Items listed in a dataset
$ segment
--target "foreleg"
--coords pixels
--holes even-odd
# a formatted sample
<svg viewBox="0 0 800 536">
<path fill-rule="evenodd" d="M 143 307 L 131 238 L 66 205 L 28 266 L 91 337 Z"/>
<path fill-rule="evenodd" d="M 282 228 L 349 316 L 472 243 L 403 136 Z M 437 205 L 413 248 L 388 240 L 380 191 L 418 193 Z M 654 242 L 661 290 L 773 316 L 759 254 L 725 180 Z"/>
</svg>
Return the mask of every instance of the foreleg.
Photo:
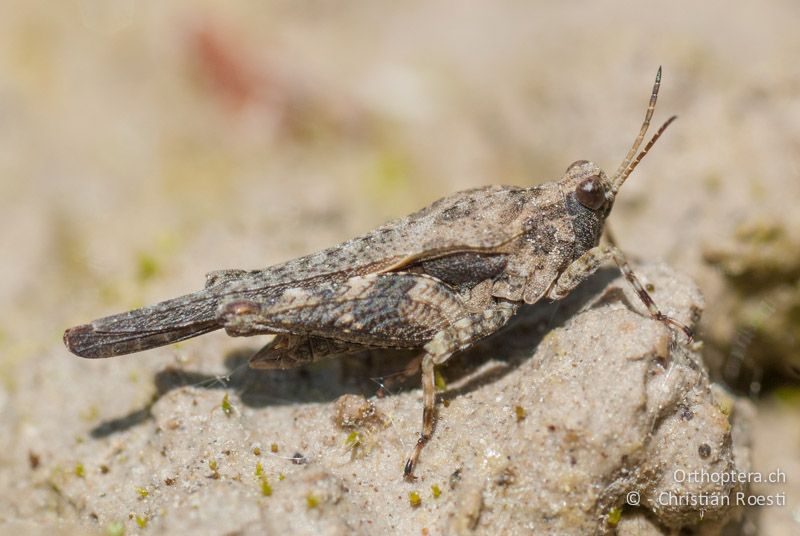
<svg viewBox="0 0 800 536">
<path fill-rule="evenodd" d="M 597 268 L 599 268 L 603 262 L 609 259 L 613 259 L 617 264 L 622 272 L 622 275 L 625 276 L 625 279 L 628 280 L 628 283 L 630 283 L 630 285 L 636 291 L 636 294 L 639 296 L 639 299 L 642 301 L 645 307 L 647 307 L 647 312 L 652 318 L 667 325 L 681 329 L 689 338 L 689 340 L 692 340 L 694 334 L 689 327 L 685 326 L 681 322 L 678 322 L 674 318 L 668 317 L 658 309 L 653 301 L 653 298 L 650 296 L 650 294 L 648 294 L 647 290 L 645 290 L 644 286 L 639 281 L 639 278 L 633 273 L 633 270 L 631 270 L 628 261 L 625 259 L 625 255 L 619 248 L 615 246 L 600 245 L 584 253 L 578 258 L 578 260 L 574 261 L 567 267 L 566 270 L 564 270 L 564 272 L 562 272 L 555 285 L 553 285 L 553 288 L 550 289 L 548 297 L 554 300 L 563 298 L 575 287 L 585 281 L 595 271 L 597 271 Z"/>
</svg>

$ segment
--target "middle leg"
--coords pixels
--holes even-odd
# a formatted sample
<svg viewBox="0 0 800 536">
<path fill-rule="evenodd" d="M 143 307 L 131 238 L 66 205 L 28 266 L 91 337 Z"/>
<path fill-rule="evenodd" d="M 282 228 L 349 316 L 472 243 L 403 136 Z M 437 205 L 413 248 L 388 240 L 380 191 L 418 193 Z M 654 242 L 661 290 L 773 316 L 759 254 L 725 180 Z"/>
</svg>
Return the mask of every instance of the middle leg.
<svg viewBox="0 0 800 536">
<path fill-rule="evenodd" d="M 250 358 L 250 368 L 292 369 L 320 359 L 353 354 L 370 348 L 336 339 L 281 333 Z"/>
</svg>

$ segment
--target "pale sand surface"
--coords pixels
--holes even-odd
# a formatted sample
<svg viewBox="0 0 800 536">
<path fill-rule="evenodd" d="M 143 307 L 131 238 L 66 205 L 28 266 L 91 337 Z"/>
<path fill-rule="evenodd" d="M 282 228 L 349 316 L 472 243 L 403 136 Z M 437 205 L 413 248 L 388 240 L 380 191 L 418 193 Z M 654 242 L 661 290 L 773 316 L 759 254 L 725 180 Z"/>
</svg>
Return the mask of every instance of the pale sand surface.
<svg viewBox="0 0 800 536">
<path fill-rule="evenodd" d="M 195 290 L 211 270 L 263 267 L 327 247 L 458 189 L 555 179 L 576 159 L 613 171 L 663 65 L 656 122 L 680 117 L 625 185 L 610 225 L 633 257 L 665 260 L 696 281 L 706 303 L 702 354 L 712 373 L 727 370 L 729 381 L 747 387 L 765 371 L 751 430 L 753 463 L 758 471 L 786 472 L 787 482 L 768 490 L 786 493 L 787 505 L 750 509 L 741 531 L 800 530 L 800 440 L 793 432 L 800 428 L 800 397 L 791 376 L 800 360 L 796 2 L 467 8 L 455 1 L 11 1 L 0 11 L 3 523 L 104 532 L 120 521 L 133 533 L 140 530 L 136 516 L 147 515 L 147 531 L 195 523 L 222 533 L 224 526 L 247 529 L 252 520 L 258 530 L 257 523 L 273 519 L 265 512 L 296 499 L 293 513 L 274 525 L 289 530 L 284 523 L 307 517 L 309 484 L 295 480 L 292 487 L 285 472 L 283 482 L 270 479 L 273 496 L 262 498 L 247 457 L 254 444 L 268 450 L 279 440 L 280 455 L 310 454 L 318 445 L 317 468 L 332 475 L 326 482 L 334 491 L 325 493 L 338 493 L 342 481 L 371 482 L 352 477 L 348 463 L 365 474 L 385 463 L 370 477 L 382 482 L 372 503 L 396 508 L 397 526 L 449 526 L 435 514 L 453 505 L 454 492 L 434 502 L 430 476 L 420 485 L 423 505 L 411 509 L 411 488 L 395 471 L 419 419 L 414 380 L 380 400 L 394 425 L 376 437 L 373 451 L 348 462 L 347 433 L 330 424 L 329 406 L 343 392 L 374 396 L 372 365 L 360 370 L 348 360 L 305 376 L 270 376 L 276 391 L 258 390 L 269 401 L 248 401 L 242 390 L 259 375 L 204 380 L 227 374 L 226 356 L 252 350 L 254 342 L 213 334 L 87 362 L 63 349 L 61 333 Z M 586 344 L 580 341 L 575 348 Z M 491 344 L 481 348 L 487 353 L 474 358 L 495 357 Z M 547 350 L 532 344 L 527 351 Z M 239 361 L 227 361 L 233 362 Z M 734 366 L 726 368 L 729 362 Z M 385 374 L 402 369 L 384 366 Z M 454 396 L 448 418 L 487 412 L 481 418 L 496 422 L 491 433 L 513 428 L 509 402 L 473 407 L 469 400 L 483 390 L 490 396 L 511 389 L 524 367 L 523 360 L 514 374 Z M 215 388 L 189 386 L 199 382 Z M 776 383 L 785 385 L 776 391 Z M 598 395 L 608 386 L 598 379 L 592 387 Z M 236 418 L 215 409 L 225 392 Z M 148 412 L 154 393 L 161 397 Z M 493 413 L 504 411 L 505 421 Z M 529 424 L 548 410 L 535 411 L 544 413 Z M 310 421 L 314 434 L 306 436 L 301 424 L 272 424 L 295 416 L 298 423 L 317 419 Z M 169 430 L 173 418 L 181 424 Z M 120 419 L 124 429 L 92 434 Z M 439 454 L 436 442 L 426 451 L 429 470 L 454 445 L 470 444 L 458 435 L 448 439 L 446 422 Z M 470 432 L 474 441 L 487 440 Z M 174 458 L 160 454 L 165 446 Z M 235 460 L 220 454 L 227 449 Z M 39 458 L 36 469 L 29 450 Z M 474 450 L 465 456 L 485 454 Z M 219 480 L 206 479 L 212 457 Z M 84 477 L 75 475 L 79 463 Z M 101 477 L 103 464 L 110 471 Z M 312 466 L 290 469 L 296 476 Z M 182 478 L 161 493 L 178 468 Z M 270 466 L 271 477 L 276 468 Z M 593 469 L 592 478 L 600 478 Z M 152 495 L 140 499 L 137 487 Z M 343 522 L 366 517 L 354 495 L 342 495 L 342 508 L 354 512 Z M 180 502 L 187 497 L 195 506 Z M 545 501 L 526 504 L 547 508 Z M 576 523 L 588 510 L 580 511 Z M 497 507 L 480 519 L 501 526 L 524 515 Z M 639 522 L 626 508 L 620 531 Z"/>
</svg>

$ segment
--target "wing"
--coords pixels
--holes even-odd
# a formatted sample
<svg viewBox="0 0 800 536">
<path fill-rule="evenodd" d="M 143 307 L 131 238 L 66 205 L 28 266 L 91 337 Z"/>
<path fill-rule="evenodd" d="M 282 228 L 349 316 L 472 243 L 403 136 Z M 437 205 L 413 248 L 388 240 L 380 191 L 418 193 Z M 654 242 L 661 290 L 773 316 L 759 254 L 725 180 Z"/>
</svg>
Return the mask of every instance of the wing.
<svg viewBox="0 0 800 536">
<path fill-rule="evenodd" d="M 155 305 L 107 316 L 64 332 L 64 345 L 81 357 L 130 354 L 218 329 L 218 293 L 187 294 Z"/>
</svg>

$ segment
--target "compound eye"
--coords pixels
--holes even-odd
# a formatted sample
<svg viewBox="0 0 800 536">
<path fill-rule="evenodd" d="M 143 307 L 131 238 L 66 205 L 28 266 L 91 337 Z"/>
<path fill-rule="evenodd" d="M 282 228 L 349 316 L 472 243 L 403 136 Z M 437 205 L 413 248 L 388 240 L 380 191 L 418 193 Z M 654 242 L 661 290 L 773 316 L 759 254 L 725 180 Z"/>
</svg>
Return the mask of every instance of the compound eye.
<svg viewBox="0 0 800 536">
<path fill-rule="evenodd" d="M 583 179 L 575 188 L 575 197 L 584 207 L 591 210 L 598 210 L 606 202 L 606 191 L 600 177 L 592 175 Z"/>
</svg>

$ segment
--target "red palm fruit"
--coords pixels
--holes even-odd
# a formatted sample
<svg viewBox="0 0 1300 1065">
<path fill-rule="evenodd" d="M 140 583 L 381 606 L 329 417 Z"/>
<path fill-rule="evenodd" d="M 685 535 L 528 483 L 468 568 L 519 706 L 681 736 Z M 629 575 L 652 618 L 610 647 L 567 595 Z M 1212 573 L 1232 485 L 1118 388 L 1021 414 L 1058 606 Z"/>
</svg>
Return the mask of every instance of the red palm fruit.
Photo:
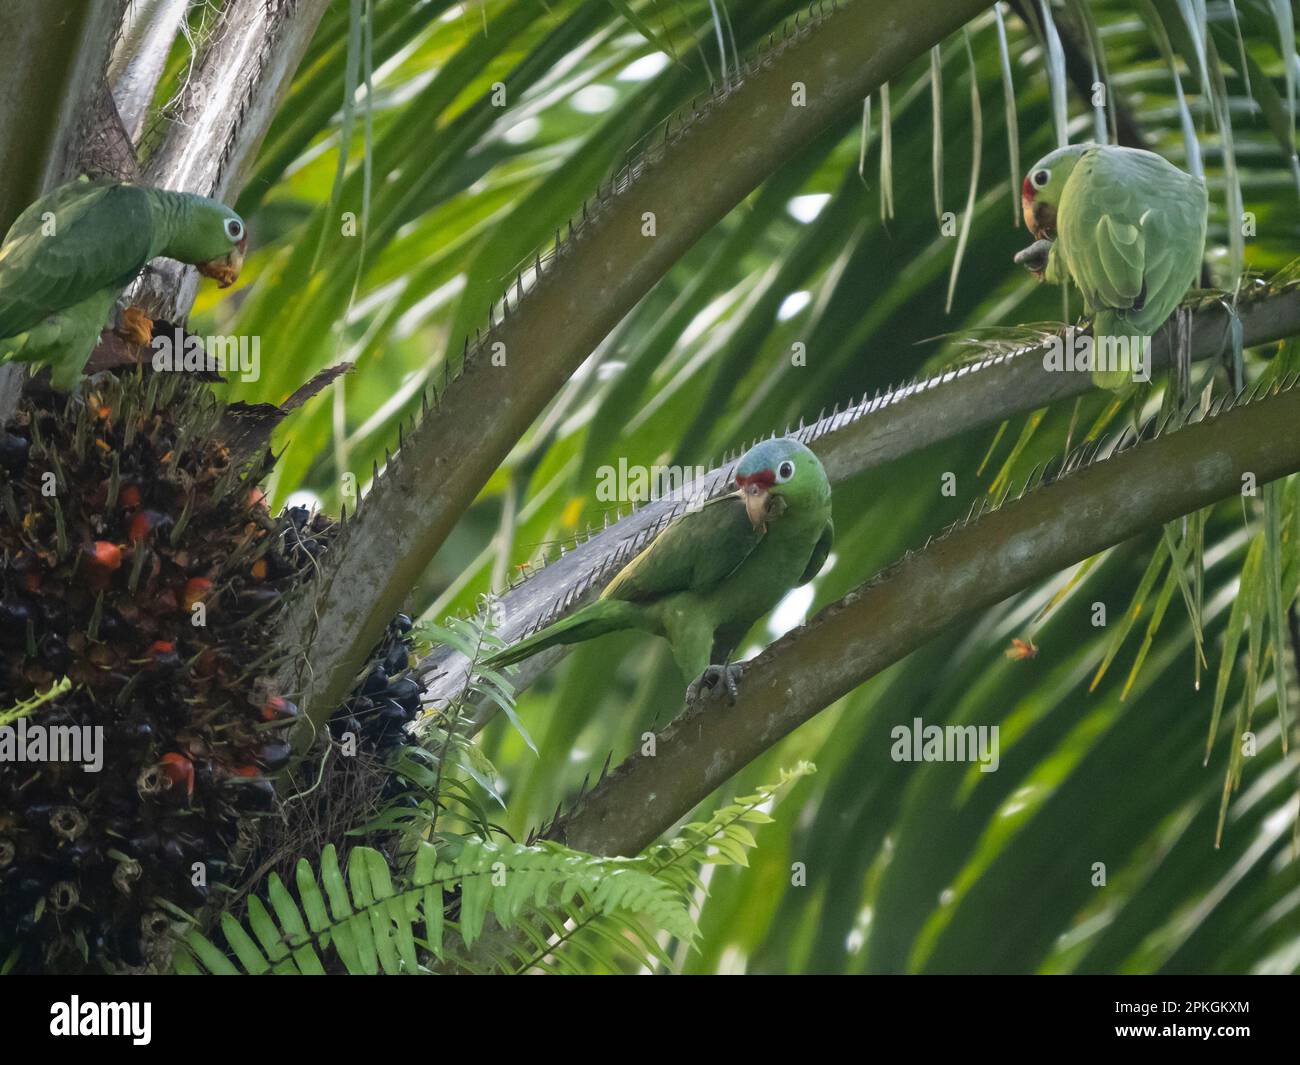
<svg viewBox="0 0 1300 1065">
<path fill-rule="evenodd" d="M 150 659 L 149 668 L 153 669 L 170 669 L 181 664 L 180 655 L 176 653 L 176 644 L 171 640 L 154 640 L 145 651 L 145 657 Z"/>
<path fill-rule="evenodd" d="M 194 604 L 203 602 L 211 591 L 212 582 L 207 577 L 191 577 L 185 582 L 185 591 L 181 595 L 181 602 L 185 605 L 186 610 L 193 610 Z"/>
<path fill-rule="evenodd" d="M 133 544 L 149 538 L 149 534 L 171 525 L 172 519 L 156 510 L 137 510 L 127 527 L 127 539 Z"/>
<path fill-rule="evenodd" d="M 96 540 L 90 547 L 96 565 L 115 570 L 122 564 L 122 549 L 108 540 Z"/>
<path fill-rule="evenodd" d="M 87 551 L 91 549 L 86 548 Z M 14 573 L 27 592 L 35 595 L 41 588 L 41 560 L 30 551 L 16 551 L 11 563 Z"/>
<path fill-rule="evenodd" d="M 273 695 L 262 705 L 263 721 L 287 721 L 298 716 L 298 707 L 278 695 Z"/>
<path fill-rule="evenodd" d="M 275 803 L 265 764 L 284 749 L 268 740 L 295 719 L 261 719 L 271 668 L 250 664 L 281 631 L 289 593 L 315 572 L 304 540 L 319 552 L 333 533 L 272 520 L 253 490 L 270 453 L 237 464 L 206 385 L 169 378 L 161 387 L 130 373 L 106 379 L 102 393 L 72 405 L 29 379 L 17 414 L 0 425 L 0 711 L 66 674 L 73 688 L 46 709 L 75 725 L 112 723 L 102 773 L 51 766 L 33 774 L 0 759 L 0 851 L 15 851 L 0 870 L 0 959 L 15 972 L 135 971 L 155 957 L 162 964 L 150 946 L 158 902 L 190 905 L 189 877 L 158 843 L 127 841 L 161 832 L 179 840 L 184 859 L 222 860 L 242 838 L 241 820 Z M 48 461 L 30 460 L 36 430 Z M 56 461 L 60 521 L 45 488 Z M 295 535 L 283 535 L 289 528 Z M 249 573 L 262 557 L 259 583 Z M 221 609 L 196 627 L 182 610 L 195 603 L 202 586 L 190 585 L 187 597 L 187 584 L 200 575 L 212 582 L 209 607 L 232 582 L 235 594 L 222 591 Z M 258 595 L 246 601 L 250 590 Z M 227 764 L 247 768 L 228 773 Z M 208 786 L 218 778 L 229 786 Z M 74 856 L 49 822 L 51 808 L 69 805 L 90 822 L 84 855 Z M 30 828 L 5 829 L 8 811 L 42 808 Z M 119 840 L 140 867 L 134 882 L 117 876 L 120 863 L 108 855 Z M 79 904 L 37 920 L 33 898 L 10 890 L 15 868 L 38 882 L 41 897 L 75 868 Z"/>
<path fill-rule="evenodd" d="M 205 647 L 199 653 L 194 663 L 194 675 L 204 680 L 217 675 L 217 652 L 211 647 Z"/>
<path fill-rule="evenodd" d="M 172 787 L 184 783 L 185 794 L 194 794 L 194 763 L 185 755 L 169 752 L 159 759 L 158 765 L 163 775 L 172 782 Z"/>
<path fill-rule="evenodd" d="M 149 535 L 149 530 L 152 527 L 153 523 L 149 520 L 149 512 L 147 510 L 142 510 L 131 519 L 131 524 L 127 528 L 126 537 L 131 543 L 138 544 Z"/>
<path fill-rule="evenodd" d="M 88 583 L 95 591 L 104 588 L 122 565 L 122 549 L 109 540 L 96 540 L 85 548 Z"/>
</svg>

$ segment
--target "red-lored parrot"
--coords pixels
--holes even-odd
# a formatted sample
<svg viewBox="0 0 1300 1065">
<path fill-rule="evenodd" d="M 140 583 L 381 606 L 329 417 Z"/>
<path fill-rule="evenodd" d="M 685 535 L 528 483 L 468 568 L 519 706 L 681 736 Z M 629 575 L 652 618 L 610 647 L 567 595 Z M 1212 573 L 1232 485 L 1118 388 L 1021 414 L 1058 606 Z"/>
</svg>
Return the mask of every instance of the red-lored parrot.
<svg viewBox="0 0 1300 1065">
<path fill-rule="evenodd" d="M 27 208 L 0 244 L 0 362 L 49 363 L 53 384 L 73 388 L 122 290 L 150 259 L 190 263 L 221 287 L 239 276 L 244 221 L 224 204 L 186 192 L 73 181 Z M 124 319 L 147 343 L 151 323 Z"/>
<path fill-rule="evenodd" d="M 741 457 L 735 492 L 671 522 L 595 603 L 485 664 L 642 629 L 672 645 L 682 675 L 694 682 L 692 698 L 720 681 L 734 694 L 740 667 L 720 663 L 786 592 L 817 575 L 833 538 L 830 483 L 817 456 L 788 437 L 766 440 Z"/>
<path fill-rule="evenodd" d="M 1021 203 L 1025 225 L 1051 245 L 1045 264 L 1037 244 L 1018 261 L 1048 281 L 1074 282 L 1092 316 L 1094 353 L 1102 338 L 1145 342 L 1200 277 L 1205 182 L 1153 152 L 1059 148 L 1030 168 Z M 1122 369 L 1093 372 L 1097 384 L 1111 389 L 1131 376 Z"/>
</svg>

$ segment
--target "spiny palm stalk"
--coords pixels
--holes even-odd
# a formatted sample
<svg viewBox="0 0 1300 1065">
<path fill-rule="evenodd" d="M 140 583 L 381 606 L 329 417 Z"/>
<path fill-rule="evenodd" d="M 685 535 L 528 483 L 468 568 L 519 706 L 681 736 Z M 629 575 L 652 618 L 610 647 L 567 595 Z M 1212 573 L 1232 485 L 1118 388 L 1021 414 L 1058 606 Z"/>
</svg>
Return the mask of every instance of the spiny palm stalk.
<svg viewBox="0 0 1300 1065">
<path fill-rule="evenodd" d="M 996 497 L 978 499 L 965 520 L 769 647 L 751 664 L 750 690 L 736 707 L 703 713 L 688 708 L 666 730 L 653 757 L 634 756 L 620 766 L 584 799 L 575 818 L 552 827 L 555 838 L 597 853 L 634 853 L 657 827 L 671 824 L 730 776 L 737 760 L 766 750 L 775 736 L 806 721 L 809 711 L 824 709 L 861 684 L 868 671 L 910 651 L 919 642 L 908 632 L 913 626 L 938 635 L 964 611 L 991 607 L 1033 580 L 1239 491 L 1244 474 L 1263 482 L 1295 472 L 1300 438 L 1276 441 L 1300 412 L 1298 383 L 1297 374 L 1266 379 L 1212 408 L 1172 412 L 1136 430 L 1085 442 L 1036 468 L 1017 488 L 1008 485 Z M 1162 476 L 1175 468 L 1187 475 Z M 1080 521 L 1080 513 L 1107 518 Z M 1293 555 L 1294 536 L 1291 530 L 1287 548 Z M 827 633 L 829 639 L 810 645 Z M 783 653 L 807 659 L 806 667 L 778 663 L 765 673 Z M 1279 724 L 1285 752 L 1285 713 Z M 1210 726 L 1212 737 L 1216 731 L 1217 723 Z M 680 741 L 670 744 L 676 736 Z M 610 791 L 629 787 L 628 778 L 638 774 L 649 779 L 630 790 L 654 795 L 655 813 L 622 803 L 602 806 Z M 669 782 L 693 797 L 671 798 Z"/>
<path fill-rule="evenodd" d="M 1240 326 L 1246 346 L 1293 334 L 1300 328 L 1300 288 L 1289 276 L 1282 276 L 1272 285 L 1246 290 L 1236 307 L 1229 307 L 1221 297 L 1205 300 L 1193 321 L 1191 359 L 1218 357 L 1224 331 L 1234 323 Z M 839 483 L 923 446 L 1089 390 L 1082 376 L 1045 372 L 1042 360 L 1047 349 L 1041 343 L 989 339 L 973 348 L 971 361 L 960 368 L 877 390 L 859 402 L 844 404 L 843 409 L 836 404 L 809 424 L 787 426 L 785 434 L 811 446 L 826 464 L 832 482 Z M 1171 360 L 1170 337 L 1165 334 L 1153 348 L 1153 365 L 1164 369 Z M 730 491 L 738 453 L 664 498 L 633 505 L 626 517 L 619 513 L 611 520 L 606 514 L 603 527 L 574 532 L 558 545 L 547 545 L 535 565 L 512 577 L 494 597 L 492 610 L 502 619 L 498 635 L 522 638 L 589 598 L 691 498 L 697 494 L 714 498 Z M 543 660 L 555 657 L 552 653 Z M 435 703 L 449 698 L 466 665 L 464 656 L 453 648 L 436 648 L 421 667 L 434 678 L 428 698 Z M 514 678 L 517 689 L 525 687 L 535 673 L 536 667 L 523 664 Z"/>
</svg>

## To do
Set every line down again exactly. Begin with the first line of the entries and finish with the line containing "Return the mask of every instance of the foreleg.".

## Answer space
$ segment
--target "foreleg"
--coords pixels
--holes even-odd
# a formatted sample
<svg viewBox="0 0 800 536">
<path fill-rule="evenodd" d="M 143 307 L 131 238 L 66 205 L 28 266 L 91 337 Z"/>
<path fill-rule="evenodd" d="M 282 228 L 349 316 L 472 243 L 403 136 Z M 437 205 L 413 248 L 388 240 L 380 191 L 418 193 Z M 654 242 L 661 290 L 773 316 L 759 254 L 725 180 Z"/>
</svg>
Return the mask of every instance of the foreleg.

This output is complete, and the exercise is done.